# PROBLEM DESCRIPTION
Can you give the material again with "large sandstone butte" replaced by "flat-topped mesa" everywhere it occurs and everything else left unchanged?

— BEGIN RECORDS FOR THIS EXERCISE —

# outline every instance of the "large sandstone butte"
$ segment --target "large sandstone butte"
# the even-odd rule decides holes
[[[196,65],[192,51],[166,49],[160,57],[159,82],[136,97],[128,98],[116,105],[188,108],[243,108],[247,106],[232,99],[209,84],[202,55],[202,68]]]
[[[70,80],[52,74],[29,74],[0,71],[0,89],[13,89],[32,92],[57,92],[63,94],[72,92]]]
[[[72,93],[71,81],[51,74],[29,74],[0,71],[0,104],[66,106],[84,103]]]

— END RECORDS FOR THIS EXERCISE —

# RESPONSE
# outline every instance of the "flat-topped mesa"
$ segment --target "flat-topped mesa"
# the even-odd rule decides holes
[[[196,65],[192,51],[166,49],[160,57],[159,82],[136,97],[128,98],[116,105],[188,108],[243,108],[247,106],[232,99],[209,84],[202,55],[202,68]]]
[[[70,80],[52,74],[29,74],[0,71],[0,89],[13,89],[32,92],[57,92],[63,94],[72,92]]]
[[[72,93],[71,81],[51,74],[29,74],[0,71],[0,104],[66,106],[84,103]]]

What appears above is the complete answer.